## Problem statement
Please reproduce the material word for word, starting at its first line and ending with the line that holds "M49 89L54 96L65", inclusive.

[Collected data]
+++

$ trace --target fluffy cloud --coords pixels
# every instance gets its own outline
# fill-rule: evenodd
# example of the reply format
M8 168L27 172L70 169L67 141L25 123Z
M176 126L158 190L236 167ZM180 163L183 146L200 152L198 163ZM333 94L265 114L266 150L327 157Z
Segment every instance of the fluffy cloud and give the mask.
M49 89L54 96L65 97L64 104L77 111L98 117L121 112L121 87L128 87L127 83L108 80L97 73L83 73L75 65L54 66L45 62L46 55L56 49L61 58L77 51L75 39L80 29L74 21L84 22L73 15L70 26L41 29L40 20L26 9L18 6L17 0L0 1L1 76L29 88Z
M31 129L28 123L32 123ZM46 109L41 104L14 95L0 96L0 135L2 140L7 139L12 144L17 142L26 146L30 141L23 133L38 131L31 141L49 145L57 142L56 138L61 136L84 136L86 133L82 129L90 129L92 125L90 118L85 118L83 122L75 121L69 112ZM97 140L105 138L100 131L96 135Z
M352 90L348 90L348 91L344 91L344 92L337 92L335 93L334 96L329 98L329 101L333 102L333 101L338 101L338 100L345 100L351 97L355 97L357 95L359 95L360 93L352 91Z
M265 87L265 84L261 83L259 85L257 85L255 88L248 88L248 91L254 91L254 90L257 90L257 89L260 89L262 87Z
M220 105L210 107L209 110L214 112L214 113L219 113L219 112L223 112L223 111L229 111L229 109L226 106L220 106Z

+++

## Result of this task
$ trace --target fluffy cloud --coords pixels
# every instance gets its own outline
# fill-rule: evenodd
# example of the reply format
M8 168L27 172L70 169L67 141L25 123Z
M176 126L158 190L236 167ZM180 163L183 146L200 152L198 163ZM333 94L265 114L266 150L327 157Z
Segment every instance of the fluffy cloud and give the mask.
M49 89L54 96L65 97L64 104L77 111L98 117L121 112L121 87L128 87L127 83L108 80L97 73L83 73L75 65L54 66L45 62L46 55L56 49L61 58L77 51L75 39L80 29L74 21L84 22L73 15L70 26L41 29L40 20L26 9L18 6L17 0L0 1L1 76L29 88Z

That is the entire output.